Yapılacaklar:
- 1) Mülteciler ve yerel yönetimler metninde rakamla yazılmış bütün sayıları, her birinin neyi gösterdiğiyle birlikte sırala.
- 2) Lütfen mülteciler ve yerel yönetimler metnini son cümlesinden sonra sürdür.

‘Mülteciler Yerel Yönetimlerin Strateji Belgelerine Dahil Edilmeli’

Yerel yönetimler ve mülteciler üzerine konuştuğumuz Mülteciler Derneği Proje Geliştirme Uzmanı Rukiye Sineklioğlu, yerel yönetimlerin strateji belgelerine kentte yaşayan mültecileri dahil edilmesi gerektiğini ifade ediyor. Konak Mülteci Meclisi Başkanı Mete Hüsünbeyi ise, mülteciler ve yerel yönetimler arasındaki ilişkinin kent hakkı çerçevesinde ele alınması gerektiğini dile getirdi ve mültecilerin hizmetlerden yararlanma ve kent yönetiminde söz sahibi olduğunu belirtti. 

Suriye’de 2011 yılında başlayan savaşla birlikte milyonlarca insan ülkelerinden göç etmek zorunda kalmıştır. Bu süreçte en çok mülteci akını Suriye’nin komşu ülkelerine olurken; Türkiye dünyada en fazla Suriyeli mültecinin barındığı ülke olmuştur. Mültecilerin yaklaşık %96’sı kamp dışı alanlarda yaşamaktadır. Göçe hazırlıksız yakalanan Türkiye göç mevzuatını yeniledi ve Suriyeli mültecilere ‘geçici koruma statüsü’ verdi. 

Göçle birlikte tartışmaya başlanılan konulardan biri de yerel yönetimlerin mülteciler karşısındaki konumu oldu. Kentsel alanlarda yaşayan 3 milyondan fazla Suriyeli mültecinin toplumsal hayata katılımı ve kentsel alanda ortaya çıkan sorunların çözümü için merkezi kurumların politikalarının yanı sıra yerel yönetimlerin de sürece dâhil olma zorunluluğu ve sorumluluğu ortaya çıkmıştır.

Bir veri kaynağından öğeler:

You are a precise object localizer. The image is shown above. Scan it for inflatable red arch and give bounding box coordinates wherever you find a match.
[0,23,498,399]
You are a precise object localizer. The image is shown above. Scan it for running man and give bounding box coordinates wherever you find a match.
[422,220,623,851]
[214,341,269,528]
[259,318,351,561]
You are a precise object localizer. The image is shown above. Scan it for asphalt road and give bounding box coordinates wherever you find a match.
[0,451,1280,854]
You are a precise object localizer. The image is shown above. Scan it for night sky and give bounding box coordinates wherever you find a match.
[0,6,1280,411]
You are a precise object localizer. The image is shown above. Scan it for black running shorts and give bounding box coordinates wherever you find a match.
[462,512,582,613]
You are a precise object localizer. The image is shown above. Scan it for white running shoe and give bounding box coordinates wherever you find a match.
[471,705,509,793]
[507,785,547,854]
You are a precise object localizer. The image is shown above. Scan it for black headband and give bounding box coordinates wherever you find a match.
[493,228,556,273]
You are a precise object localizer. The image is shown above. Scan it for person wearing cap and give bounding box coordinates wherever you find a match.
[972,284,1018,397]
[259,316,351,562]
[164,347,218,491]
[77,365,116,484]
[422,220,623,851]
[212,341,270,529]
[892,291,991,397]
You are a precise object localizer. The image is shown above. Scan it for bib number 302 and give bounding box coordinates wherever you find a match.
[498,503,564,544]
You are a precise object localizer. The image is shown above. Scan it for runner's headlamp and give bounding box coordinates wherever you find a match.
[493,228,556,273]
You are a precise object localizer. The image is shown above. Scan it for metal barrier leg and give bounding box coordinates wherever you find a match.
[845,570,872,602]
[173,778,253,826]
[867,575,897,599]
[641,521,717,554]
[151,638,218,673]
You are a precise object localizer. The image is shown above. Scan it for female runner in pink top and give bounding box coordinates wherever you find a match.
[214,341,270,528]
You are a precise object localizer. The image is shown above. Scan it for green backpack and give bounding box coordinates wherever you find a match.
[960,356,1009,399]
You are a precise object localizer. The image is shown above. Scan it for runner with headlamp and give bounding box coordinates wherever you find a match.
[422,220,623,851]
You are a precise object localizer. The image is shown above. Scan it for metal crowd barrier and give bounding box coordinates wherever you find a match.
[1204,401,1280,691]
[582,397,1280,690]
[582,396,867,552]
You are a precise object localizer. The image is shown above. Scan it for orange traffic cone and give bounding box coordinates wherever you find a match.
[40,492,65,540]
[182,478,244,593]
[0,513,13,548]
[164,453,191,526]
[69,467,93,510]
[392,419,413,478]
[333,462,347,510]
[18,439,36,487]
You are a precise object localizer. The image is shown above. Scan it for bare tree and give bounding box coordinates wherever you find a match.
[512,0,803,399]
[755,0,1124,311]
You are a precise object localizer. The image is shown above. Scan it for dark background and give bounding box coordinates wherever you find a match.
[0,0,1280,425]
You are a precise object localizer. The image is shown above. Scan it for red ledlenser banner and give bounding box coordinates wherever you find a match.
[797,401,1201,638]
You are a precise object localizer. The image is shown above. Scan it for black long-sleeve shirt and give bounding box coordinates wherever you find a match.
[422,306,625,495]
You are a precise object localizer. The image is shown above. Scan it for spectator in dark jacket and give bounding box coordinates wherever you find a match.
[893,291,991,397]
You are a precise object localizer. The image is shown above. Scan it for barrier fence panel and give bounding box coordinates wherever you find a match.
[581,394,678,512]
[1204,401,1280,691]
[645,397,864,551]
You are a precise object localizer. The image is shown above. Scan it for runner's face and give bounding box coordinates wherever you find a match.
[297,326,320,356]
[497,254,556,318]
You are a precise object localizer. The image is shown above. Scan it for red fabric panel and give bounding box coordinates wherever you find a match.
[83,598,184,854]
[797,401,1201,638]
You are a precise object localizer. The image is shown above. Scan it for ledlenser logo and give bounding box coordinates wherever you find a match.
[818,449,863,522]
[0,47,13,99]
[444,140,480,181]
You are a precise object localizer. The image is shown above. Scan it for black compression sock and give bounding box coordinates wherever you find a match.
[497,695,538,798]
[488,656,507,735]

--

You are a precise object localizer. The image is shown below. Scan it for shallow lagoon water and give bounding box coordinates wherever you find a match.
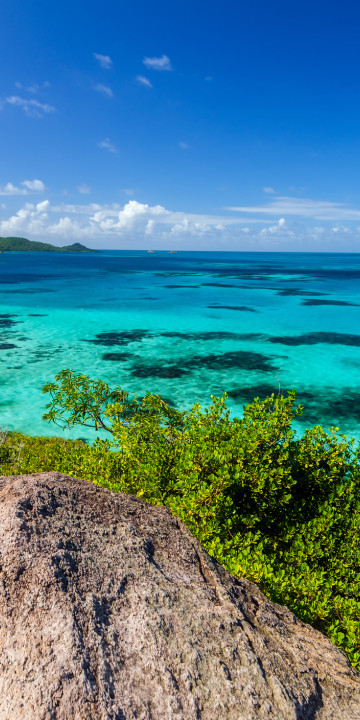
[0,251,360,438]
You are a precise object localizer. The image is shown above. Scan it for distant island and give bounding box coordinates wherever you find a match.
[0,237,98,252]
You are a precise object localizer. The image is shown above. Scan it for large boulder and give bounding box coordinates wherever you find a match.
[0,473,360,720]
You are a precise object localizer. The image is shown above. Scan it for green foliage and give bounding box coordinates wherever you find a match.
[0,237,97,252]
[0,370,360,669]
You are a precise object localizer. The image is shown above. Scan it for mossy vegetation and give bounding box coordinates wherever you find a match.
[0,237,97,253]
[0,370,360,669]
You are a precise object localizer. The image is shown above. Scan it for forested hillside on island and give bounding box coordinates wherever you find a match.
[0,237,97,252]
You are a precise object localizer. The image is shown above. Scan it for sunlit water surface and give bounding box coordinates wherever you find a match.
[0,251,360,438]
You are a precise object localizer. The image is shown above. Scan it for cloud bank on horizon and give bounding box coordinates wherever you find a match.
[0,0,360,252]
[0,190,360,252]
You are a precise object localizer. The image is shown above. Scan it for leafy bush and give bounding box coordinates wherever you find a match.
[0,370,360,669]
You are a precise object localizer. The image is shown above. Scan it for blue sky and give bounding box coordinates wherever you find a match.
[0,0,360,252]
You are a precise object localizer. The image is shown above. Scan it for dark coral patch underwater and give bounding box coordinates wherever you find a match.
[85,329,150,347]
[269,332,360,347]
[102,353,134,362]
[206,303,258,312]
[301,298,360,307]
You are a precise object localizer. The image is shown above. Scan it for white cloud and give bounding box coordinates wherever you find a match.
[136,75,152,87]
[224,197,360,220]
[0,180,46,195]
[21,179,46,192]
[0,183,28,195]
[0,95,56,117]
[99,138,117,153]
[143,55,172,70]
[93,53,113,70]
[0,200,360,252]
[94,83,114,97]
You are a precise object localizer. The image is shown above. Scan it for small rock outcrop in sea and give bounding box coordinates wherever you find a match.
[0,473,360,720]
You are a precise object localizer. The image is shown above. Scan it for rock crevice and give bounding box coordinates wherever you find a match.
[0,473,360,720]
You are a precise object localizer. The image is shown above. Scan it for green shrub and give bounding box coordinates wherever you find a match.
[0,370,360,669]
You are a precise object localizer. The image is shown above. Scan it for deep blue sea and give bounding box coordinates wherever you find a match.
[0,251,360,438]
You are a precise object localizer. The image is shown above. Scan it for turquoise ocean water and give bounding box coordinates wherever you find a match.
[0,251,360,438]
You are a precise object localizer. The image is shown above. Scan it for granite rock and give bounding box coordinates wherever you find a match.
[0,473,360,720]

Beklenen Yanıtlar:
- 1)
- 2011: Suriye'de savaşın başladığı yıl
- %96: Kamp dışı alanlarda yaşayan mültecilerin yaklaşık oranı
- 3 milyondan fazla: Kentsel alanlarda yaşayan Suriyeli mültecilerin sayısı

- 2)
Her ne kadar 5393 sayılı Belediye Kanunun Hemşehri Hukuku’nu düzenleyen 13. Maddesi’nde ‘Herkes ikamet ettiği beldenin hemşehrisidir’ ifadesi yer alsa da yapılan mevzuat değişiklerinde belediyeleri mültecilere hizmet verme konusunda görevlendiren yeni bir  düzenleme yapılmadı. 

Mülteciler en temel ihtiyaçlarına ulaşmak da bile sorunlar yaşarken bu durum mültecilerin yaşamlarını devam ettirmeleri açısından yerel yönetimlerin önemi arttırdı. Neredeyse Türkiye’nin tüm illerine dağılmış olan Suriyeli mültecilerin yerel yönetimlerin hizmetlerinden yararlanmasında uygulama birliği bulunmuyor, farklı yaklaşımlar görülüyor. Belediyelerin bir kısmı mültecilere hizmet sunumuyla görevli olmadıklarını ifade ederken bir kısmı mültecilere çeşitli yollarla hizmet sunuyor.

Mülteciler Derneği ve Konak Mülteci Meclisi’nin temsilcileri ile yerel yönetimlerin mültecilerle ilgili stratejisinin nasıl olması gerektiği üzerine konuştuk.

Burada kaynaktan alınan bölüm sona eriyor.